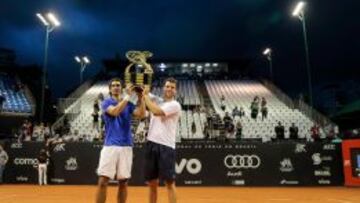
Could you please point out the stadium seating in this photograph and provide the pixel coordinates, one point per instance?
(237, 93)
(15, 102)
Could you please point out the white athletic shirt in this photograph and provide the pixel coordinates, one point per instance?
(162, 129)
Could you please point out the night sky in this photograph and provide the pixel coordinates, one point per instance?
(180, 29)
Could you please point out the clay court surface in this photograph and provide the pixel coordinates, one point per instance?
(85, 194)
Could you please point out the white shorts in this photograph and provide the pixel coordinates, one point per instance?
(115, 162)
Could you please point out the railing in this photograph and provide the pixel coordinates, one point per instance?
(29, 95)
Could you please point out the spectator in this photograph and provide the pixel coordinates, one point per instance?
(47, 131)
(238, 130)
(3, 160)
(264, 112)
(263, 102)
(193, 129)
(2, 101)
(241, 112)
(315, 132)
(227, 119)
(235, 112)
(96, 106)
(222, 103)
(206, 131)
(95, 116)
(280, 131)
(42, 167)
(101, 97)
(293, 131)
(254, 108)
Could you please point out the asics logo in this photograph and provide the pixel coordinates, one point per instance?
(242, 161)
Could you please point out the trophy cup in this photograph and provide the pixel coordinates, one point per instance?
(138, 72)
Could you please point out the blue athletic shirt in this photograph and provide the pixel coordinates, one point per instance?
(117, 129)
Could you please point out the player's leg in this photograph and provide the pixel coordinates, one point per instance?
(106, 169)
(153, 185)
(152, 169)
(124, 165)
(167, 170)
(101, 190)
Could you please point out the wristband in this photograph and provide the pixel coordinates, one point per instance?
(127, 98)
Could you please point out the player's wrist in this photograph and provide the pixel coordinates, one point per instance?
(127, 97)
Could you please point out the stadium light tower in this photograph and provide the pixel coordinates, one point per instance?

━━━━

### Exercise directions
Repeat the entries word for word and skip the pictures.

### Response to the exercise
Could you please point out the stadium seating in this photograph and provide the pixel coordinates, one point per instance?
(237, 93)
(15, 102)
Could you please point out the white athletic shirt in this photograph and provide the pixel coordinates, one point per instance?
(162, 129)
Could you please point out the night sky in this photograph and provide the pixel coordinates, one point per instance?
(180, 29)
Could you please point out the clay court surface in this photograph and provide the pixel coordinates, one point per instance?
(85, 194)
Could you please point out the white shorts in this photograph and provide the pixel coordinates, one point per instance?
(115, 162)
Could you please point out the railing in this photograph and provide the pixel coordinates, one point per instance?
(29, 95)
Could you please point out the spectator in this photograph and provide the pixel coordinates, one point per instance?
(47, 131)
(238, 130)
(3, 160)
(264, 112)
(263, 102)
(193, 129)
(2, 101)
(241, 112)
(315, 132)
(227, 119)
(235, 112)
(96, 106)
(222, 103)
(206, 131)
(95, 116)
(280, 131)
(42, 167)
(101, 97)
(293, 131)
(254, 108)
Could you please point out the asics logo in this photograph and provide the pixel coordinates, one point per instance?
(242, 161)
Could you please point out the trophy cup in this photograph and provide the pixel coordinates, one point per instance?
(138, 72)
Could you please point out the blue athletic shirt in this photograph and provide the pixel coordinates, one point per instance?
(117, 129)
Could you please point out the player's leg in this photograph and provide the pixel coordinates, one point per instance?
(106, 169)
(153, 185)
(152, 169)
(124, 165)
(167, 170)
(101, 190)
Could you please point out the wristband in this photograph and provide the pixel coordinates, one point per instance?
(127, 98)
Could you please point out the player's wrist in this photograph and provide the pixel coordinates, one point per instance?
(127, 97)
Could you please point out the stadium light tower in this photograph and provide the pixel coordinates, one point per instance?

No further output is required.